> [Passage to read]
Although this traditional approach can accomplish your objectives, it struggles with slow development, high maintenance and setup costs, minimal automation, and human errors. That said, cloud-based infrastructure can be the ideal solution for your organization. Subsequently, infrastructure as code (IaC) can play a vital role in further improving cloud infrastructure speed and accuracy.

We wrote previously about where to begin with infrastructure automation and IaC. Two of the popular IaC solutions mentioned are Terraform and Pulumi. While either solution can be greatly beneficial and can solve the same issue, they use significantly different approaches. So, it can be challenging to choose the ideal option for your needs.

Let’s compare Terraform to Pulumi and empower you to select the best IaC solution for your specific requirements and development background.

What is Terraform?

Terraform entered the market in 2014. It is an open-source laC solution that helps you maintain and provision cloud infrastructures.

You use a custom declarative language to describe Terraform’s required components. Then, Terraform generates a plan to achieve your desired outcome.

Terraform’s plan command evaluates the Terraform configuration to determine the desired states of the declared resources. Then, it compares the desired state to that of the actual infrastructure objects managed in the current workspace and directory.

> [Source data]
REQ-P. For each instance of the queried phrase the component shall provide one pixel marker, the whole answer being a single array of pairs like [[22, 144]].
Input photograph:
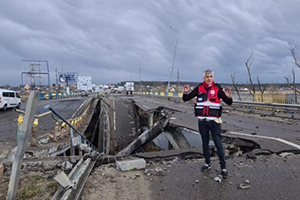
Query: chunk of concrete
[[128, 165]]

> [Description of the task] According to the Terraform and Pulumi comparison, what year did Terraform enter the market? You won't need the data for this.

> [The solution] 2014